- [Çözülecek Sorunlar]
[1] Laparoskopik cerrahiyle ilgili kaynak alıntısına göre laparoskopik yöntem yemek borusunda en sık hangi ameliyatta kullanılır?
[2] Laparoskopik cerrahiyle ilgili kaynak alıntısının "Laparoskopik yemek borusu" ile başlayıp "yöntemle tamir edilebilir." ile biten kısmını değiştirmeden geri verin.

- [Kaynak Alıntısı]
************
Laparoskopik yemek borusu cerrahisi
Yemek borusunun habis (yemek borusu veya özofagus kanseri) ve selim hastalıklarında (akalazya, divertikül) ameliyat endikasyonu konulmuş ise bu ameliyatlar laparoskopik olarak da yapılabilmektedir. Laparoskopik yöntemin en sık kullanıldığı patoloji ise akalazya hastalığı nedeniyle yapılan Heller özofago-kardiomyotomisidir. Yine doğumsal diafragma fıtıklarının erişkin ve çocukluk çağında teşhis edilenleri laparoskopik yöntemle tamir edilebilir.
Laparoskopik mide cerrahisi
Ameliyat endikasyonu konulan hastalarda mide kanseri ameliyatları laparoskopik yöntem ile yapılabilir.Yine mide ülserlerinin delinmelerinde acil olarak laparoskopik olarak ülserin dikilmesi (gastrorafi, duodenorafi) uygulanmaktadır. Erken dönemde mide kanserlerinde ise son yıllarda laparoskopi ve gastroskopi yardımı ile endoskopik mukozal rezeksiyonlar yapılmaktadır.
************
- [Gösterilen Satırlar]

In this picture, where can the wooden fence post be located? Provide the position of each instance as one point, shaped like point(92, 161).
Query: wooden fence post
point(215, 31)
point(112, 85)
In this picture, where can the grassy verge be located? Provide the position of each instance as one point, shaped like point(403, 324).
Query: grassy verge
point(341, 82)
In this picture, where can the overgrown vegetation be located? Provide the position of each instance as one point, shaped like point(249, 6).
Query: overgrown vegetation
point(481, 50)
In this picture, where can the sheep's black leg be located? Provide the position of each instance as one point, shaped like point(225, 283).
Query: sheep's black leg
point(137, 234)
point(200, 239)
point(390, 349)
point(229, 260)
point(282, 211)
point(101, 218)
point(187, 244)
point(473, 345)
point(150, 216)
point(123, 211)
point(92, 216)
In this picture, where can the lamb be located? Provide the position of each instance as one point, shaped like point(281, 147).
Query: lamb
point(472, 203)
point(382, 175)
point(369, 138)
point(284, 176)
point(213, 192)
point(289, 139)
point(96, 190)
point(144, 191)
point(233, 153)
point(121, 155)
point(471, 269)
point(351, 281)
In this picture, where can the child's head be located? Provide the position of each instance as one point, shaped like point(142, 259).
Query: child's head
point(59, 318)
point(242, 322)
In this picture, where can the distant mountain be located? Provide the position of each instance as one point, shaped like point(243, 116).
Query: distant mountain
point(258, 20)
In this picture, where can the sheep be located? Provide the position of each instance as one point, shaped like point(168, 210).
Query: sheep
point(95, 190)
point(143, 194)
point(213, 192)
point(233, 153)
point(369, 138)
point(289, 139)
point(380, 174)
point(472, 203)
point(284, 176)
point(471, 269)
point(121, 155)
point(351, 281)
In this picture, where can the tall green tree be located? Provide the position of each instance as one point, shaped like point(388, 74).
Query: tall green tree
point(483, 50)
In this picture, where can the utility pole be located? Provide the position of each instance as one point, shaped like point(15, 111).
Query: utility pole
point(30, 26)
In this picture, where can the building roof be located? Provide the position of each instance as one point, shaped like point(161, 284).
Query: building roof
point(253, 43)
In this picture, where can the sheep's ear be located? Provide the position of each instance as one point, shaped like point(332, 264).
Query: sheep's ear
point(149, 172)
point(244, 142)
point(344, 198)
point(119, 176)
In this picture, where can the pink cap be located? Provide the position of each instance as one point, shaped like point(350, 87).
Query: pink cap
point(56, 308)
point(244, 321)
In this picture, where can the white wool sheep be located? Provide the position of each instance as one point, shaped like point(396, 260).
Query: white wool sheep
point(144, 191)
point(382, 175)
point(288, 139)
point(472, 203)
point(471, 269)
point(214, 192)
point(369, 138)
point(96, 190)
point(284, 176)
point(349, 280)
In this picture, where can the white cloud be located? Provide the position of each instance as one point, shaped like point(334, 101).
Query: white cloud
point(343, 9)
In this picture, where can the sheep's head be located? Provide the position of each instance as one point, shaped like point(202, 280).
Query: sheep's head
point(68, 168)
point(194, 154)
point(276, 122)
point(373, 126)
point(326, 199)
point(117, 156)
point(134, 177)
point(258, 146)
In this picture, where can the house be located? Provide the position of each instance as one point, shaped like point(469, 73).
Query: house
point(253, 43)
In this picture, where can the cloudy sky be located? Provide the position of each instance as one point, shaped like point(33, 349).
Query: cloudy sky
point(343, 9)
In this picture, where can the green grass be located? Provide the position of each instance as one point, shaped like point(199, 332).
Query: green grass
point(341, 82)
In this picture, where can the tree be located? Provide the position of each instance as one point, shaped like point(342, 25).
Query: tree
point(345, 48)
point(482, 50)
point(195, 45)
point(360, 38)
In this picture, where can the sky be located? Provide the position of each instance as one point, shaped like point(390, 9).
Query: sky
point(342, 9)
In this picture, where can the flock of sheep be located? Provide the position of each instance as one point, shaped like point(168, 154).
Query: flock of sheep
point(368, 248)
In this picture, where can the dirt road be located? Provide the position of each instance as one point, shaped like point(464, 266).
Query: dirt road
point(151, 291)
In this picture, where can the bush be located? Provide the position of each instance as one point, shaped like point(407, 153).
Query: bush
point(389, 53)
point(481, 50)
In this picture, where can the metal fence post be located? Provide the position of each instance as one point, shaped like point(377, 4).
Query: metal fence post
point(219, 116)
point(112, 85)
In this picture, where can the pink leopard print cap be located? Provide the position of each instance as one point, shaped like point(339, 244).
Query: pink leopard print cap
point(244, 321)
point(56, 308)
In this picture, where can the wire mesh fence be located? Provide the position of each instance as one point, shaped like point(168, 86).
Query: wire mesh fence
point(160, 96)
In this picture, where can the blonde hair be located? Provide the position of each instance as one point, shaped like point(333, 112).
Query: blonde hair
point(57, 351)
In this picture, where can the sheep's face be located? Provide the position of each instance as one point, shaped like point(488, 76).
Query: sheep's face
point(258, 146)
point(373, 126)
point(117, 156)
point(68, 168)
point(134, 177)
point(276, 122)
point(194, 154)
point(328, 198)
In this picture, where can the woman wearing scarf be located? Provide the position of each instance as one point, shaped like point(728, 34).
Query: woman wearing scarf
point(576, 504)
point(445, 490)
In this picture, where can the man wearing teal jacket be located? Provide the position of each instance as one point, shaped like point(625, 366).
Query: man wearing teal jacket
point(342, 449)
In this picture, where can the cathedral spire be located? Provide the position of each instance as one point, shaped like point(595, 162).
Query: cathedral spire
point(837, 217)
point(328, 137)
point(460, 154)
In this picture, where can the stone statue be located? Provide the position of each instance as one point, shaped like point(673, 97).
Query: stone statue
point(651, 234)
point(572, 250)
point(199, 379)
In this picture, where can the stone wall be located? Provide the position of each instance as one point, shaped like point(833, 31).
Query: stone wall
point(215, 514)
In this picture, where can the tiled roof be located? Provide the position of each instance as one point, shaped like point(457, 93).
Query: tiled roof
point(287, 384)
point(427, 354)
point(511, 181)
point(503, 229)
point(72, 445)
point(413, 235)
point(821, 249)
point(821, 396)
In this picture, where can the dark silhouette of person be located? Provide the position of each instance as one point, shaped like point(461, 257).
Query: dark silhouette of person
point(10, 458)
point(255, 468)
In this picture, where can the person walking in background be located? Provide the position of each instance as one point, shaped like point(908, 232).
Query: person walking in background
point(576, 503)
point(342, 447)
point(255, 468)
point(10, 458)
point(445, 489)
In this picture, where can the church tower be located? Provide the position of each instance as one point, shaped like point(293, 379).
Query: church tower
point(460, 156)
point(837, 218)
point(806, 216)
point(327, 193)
************
- [Sorunların Çözümleri]
[1] Akalazya hastalığı nedeniyle yapılan Heller özofago-kardiomyotomisinde kullanılır.

[2]
Laparoskopik yemek borusu cerrahisi
Yemek borusunun habis (yemek borusu veya özofagus kanseri) ve selim hastalıklarında (akalazya, divertikül) ameliyat endikasyonu konulmuş ise bu ameliyatlar laparoskopik olarak da yapılabilmektedir. Laparoskopik yöntemin en sık kullanıldığı patoloji ise akalazya hastalığı nedeniyle yapılan Heller özofago-kardiomyotomisidir. Yine doğumsal diafragma fıtıklarının erişkin ve çocukluk çağında teşhis edilenleri laparoskopik yöntemle tamir edilebilir.